BAGIAN TEKS:
- - -
Beberapa pulau kecil diantaranya mempunyai arti tersendiri, diantaranya Pulau
Krakatau terkenal karena letusannya yang sangat dahsyat pada tgl 27 Agustus
1883. Lampung sebelumnya termasuk salah satu karesidenan di propinsi Sumatera
Selatan, hanya saja pada akhirnya status ditingkatkan menjadi Propinsi Daerah
Tingkat I Lampung dengan luas wilayah 35.376,5 Km2. Termasuk diantaranya
beberapa pulau kecil yang terletak di Selat Sunda dan Teluk
Lampung.
Daerah Lampung banyak
menyimpan potensi sumber daya alam dan hal-hal yang menarik lain seperti suaka
alam, gunung-gunung api, pantai-pantai dan tradisi/budaya lama yang mudah dikunjungi
dari semua daerah di Sumatra dan Jawa, terutama
dari ibukota negara. Keadaan daerah Lampung terdiri dari pegunungan dan tanah
datar. Pegunungan dan dataran tinggi terletak di bagian barat yang merupakan
rangkaian dari pegunungan Bukit Barisan (BBS), sedangkan bagian timur merupakan
dataran rendah, tempat mengalir beberapa sungai (way), diantaranya Way Tulang bawang, Way Mesuji, Way Sekampung, Way
Seputih. Beberapa sungai merupakan alat perhubungan yang cukup penting terutama
Way Tulangbawang, dan Way Mesuji yang dapat dilayari sejauh 60-80 Km.
Dataran lumpur,
hutan-hutan bakau dan payau menggarisbatasi pantai-pantai sebelah timur. Hutan
belantara penuh dengan aneka ragam kehidupan fauna. Gajah, satwa yang dilindungi
yang selain sering menimbulkan bencana, tapi juga menjadi primadona pariwisata
Lampung. Terutama setelah dibangunnya Pusat Latihan Gajah (PLG) di Way Kambas.
PLG Way Kambas telah mendidik ratusan gajah liar dan kini mengisi beberapa
kebun binatang di seloroh pelosok tanah air termasuk Taman Sapari Cisarua
Bogor.
Dikawasan teluk
Lampung terdapat beberapa pulau seperti Pulau Condong, Condong Darat, Condong
Laut, Pulau Tiga, Pulau Sebuku, Pulau Sebesi dan gugusan Krakatau. Gugusan
krakatau terdiri dari Pulau Sertung, Pulau Panjang, Krakatau Besar dan Anak
krakatau yang puncaknya setiap tahun bertambah tinggi beberapa meter akibat
aliran lahar, bebatuan dan pasir yang disemburkan saat gunung berapi ini aktif.
- - -
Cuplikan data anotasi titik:
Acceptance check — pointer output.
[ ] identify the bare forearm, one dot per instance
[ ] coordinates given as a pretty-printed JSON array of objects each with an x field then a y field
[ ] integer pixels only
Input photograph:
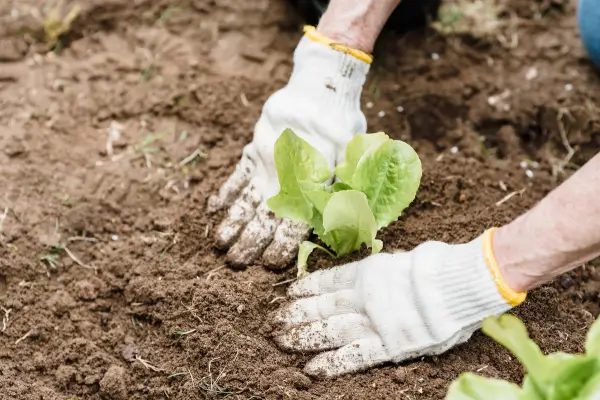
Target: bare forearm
[
  {"x": 356, "y": 23},
  {"x": 560, "y": 233}
]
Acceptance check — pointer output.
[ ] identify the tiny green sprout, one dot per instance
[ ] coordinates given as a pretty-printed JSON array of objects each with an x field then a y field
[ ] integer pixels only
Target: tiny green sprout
[
  {"x": 51, "y": 259},
  {"x": 378, "y": 179},
  {"x": 556, "y": 376}
]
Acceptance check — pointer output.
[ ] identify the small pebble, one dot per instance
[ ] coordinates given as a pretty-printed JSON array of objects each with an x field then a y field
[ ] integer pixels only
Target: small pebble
[
  {"x": 566, "y": 281},
  {"x": 531, "y": 73}
]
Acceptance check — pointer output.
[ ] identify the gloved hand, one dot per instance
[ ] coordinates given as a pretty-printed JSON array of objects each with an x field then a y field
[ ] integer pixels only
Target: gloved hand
[
  {"x": 394, "y": 307},
  {"x": 321, "y": 104}
]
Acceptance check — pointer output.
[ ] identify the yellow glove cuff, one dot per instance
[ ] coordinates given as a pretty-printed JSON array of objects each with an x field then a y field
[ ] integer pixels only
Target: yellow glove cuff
[
  {"x": 512, "y": 297},
  {"x": 311, "y": 33}
]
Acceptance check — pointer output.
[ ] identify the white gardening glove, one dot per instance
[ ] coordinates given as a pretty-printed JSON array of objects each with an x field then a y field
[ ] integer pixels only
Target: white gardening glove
[
  {"x": 394, "y": 307},
  {"x": 321, "y": 104}
]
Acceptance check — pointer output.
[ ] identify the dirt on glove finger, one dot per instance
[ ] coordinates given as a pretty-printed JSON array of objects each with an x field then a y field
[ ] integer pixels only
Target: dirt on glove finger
[{"x": 143, "y": 306}]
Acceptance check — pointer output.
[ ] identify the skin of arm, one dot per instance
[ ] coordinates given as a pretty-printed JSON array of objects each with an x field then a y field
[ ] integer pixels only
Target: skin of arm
[
  {"x": 356, "y": 23},
  {"x": 560, "y": 233},
  {"x": 557, "y": 235}
]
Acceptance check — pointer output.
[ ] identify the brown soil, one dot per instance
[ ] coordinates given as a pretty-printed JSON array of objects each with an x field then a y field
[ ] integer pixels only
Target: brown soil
[{"x": 149, "y": 310}]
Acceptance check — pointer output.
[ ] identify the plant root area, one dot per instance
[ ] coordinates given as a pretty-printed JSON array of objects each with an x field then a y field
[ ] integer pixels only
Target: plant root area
[{"x": 113, "y": 137}]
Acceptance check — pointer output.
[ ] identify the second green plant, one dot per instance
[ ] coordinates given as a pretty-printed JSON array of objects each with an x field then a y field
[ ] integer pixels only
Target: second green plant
[{"x": 378, "y": 179}]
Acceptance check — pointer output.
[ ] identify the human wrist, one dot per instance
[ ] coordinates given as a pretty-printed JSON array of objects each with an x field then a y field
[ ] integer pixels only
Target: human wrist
[
  {"x": 468, "y": 289},
  {"x": 329, "y": 75},
  {"x": 356, "y": 23}
]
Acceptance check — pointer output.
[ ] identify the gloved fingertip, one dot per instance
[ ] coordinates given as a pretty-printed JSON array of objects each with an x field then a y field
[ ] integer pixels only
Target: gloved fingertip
[
  {"x": 213, "y": 204},
  {"x": 276, "y": 261}
]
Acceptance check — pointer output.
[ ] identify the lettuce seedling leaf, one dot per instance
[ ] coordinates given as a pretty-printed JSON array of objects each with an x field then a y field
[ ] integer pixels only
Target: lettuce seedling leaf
[
  {"x": 299, "y": 167},
  {"x": 389, "y": 175},
  {"x": 473, "y": 387},
  {"x": 304, "y": 251},
  {"x": 591, "y": 390},
  {"x": 349, "y": 222},
  {"x": 355, "y": 149},
  {"x": 339, "y": 186},
  {"x": 510, "y": 332},
  {"x": 572, "y": 376},
  {"x": 592, "y": 343}
]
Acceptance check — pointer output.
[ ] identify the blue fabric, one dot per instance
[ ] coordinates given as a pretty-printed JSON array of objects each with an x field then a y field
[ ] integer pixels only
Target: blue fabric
[{"x": 588, "y": 16}]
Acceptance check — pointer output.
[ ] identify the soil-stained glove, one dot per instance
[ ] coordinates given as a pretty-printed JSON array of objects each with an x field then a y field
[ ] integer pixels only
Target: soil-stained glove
[
  {"x": 321, "y": 104},
  {"x": 394, "y": 307}
]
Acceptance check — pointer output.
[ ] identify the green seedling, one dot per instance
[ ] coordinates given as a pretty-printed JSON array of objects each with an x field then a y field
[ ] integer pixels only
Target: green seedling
[
  {"x": 377, "y": 181},
  {"x": 557, "y": 376},
  {"x": 51, "y": 258}
]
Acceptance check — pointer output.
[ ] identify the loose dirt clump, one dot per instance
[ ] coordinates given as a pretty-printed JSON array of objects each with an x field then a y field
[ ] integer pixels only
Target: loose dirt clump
[{"x": 112, "y": 139}]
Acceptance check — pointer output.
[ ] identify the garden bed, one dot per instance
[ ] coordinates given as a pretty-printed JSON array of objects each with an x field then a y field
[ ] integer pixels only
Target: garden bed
[{"x": 110, "y": 282}]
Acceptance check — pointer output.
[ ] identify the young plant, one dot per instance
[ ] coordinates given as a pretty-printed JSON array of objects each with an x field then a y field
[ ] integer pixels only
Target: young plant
[
  {"x": 557, "y": 376},
  {"x": 378, "y": 179}
]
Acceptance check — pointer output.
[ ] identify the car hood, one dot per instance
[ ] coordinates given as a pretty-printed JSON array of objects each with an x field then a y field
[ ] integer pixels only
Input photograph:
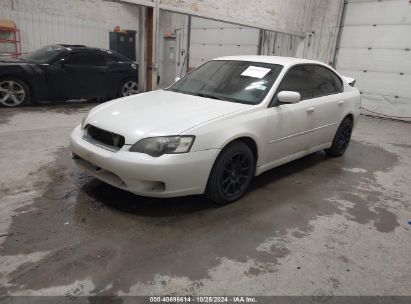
- - -
TUGAS YANG DIMINTA:
A) Berapa luas wilayah Propinsi Daerah Tingkat I Lampung menurut teks tentang Lampung?
B) Tuliskan lanjutan teks tentang Lampung setelah kalimat terakhirnya.
Catatan-catatan ini tidak ada hubungannya dengan teks tentang Lampung.

HASIL LATIHAN:
A) 35.376,5 Km2.

B)
Teluk Ratai yang
terletak di Teluk Lampung sebelah barat memiliki potensi alam yang kaya pemandangan
dan wisata laut. Pasir pantai yang keputih-putihan
serta bersih dari polusi, air laut yang bersih dan tenang karena terlindung
oleh pulau-pulau besar dan kecil disekitar
teluk, menjadikan Teluk Lampung suatu kawasan wisata yang banyak menawarkan
aktivitas bahari dan pantai. Disamping itu, kawasan ini juga menjadi tempat
nelayan dan dunia usaha swasta mengembangkan usaha tangkapan/budidaya subsektor
perikanan laut.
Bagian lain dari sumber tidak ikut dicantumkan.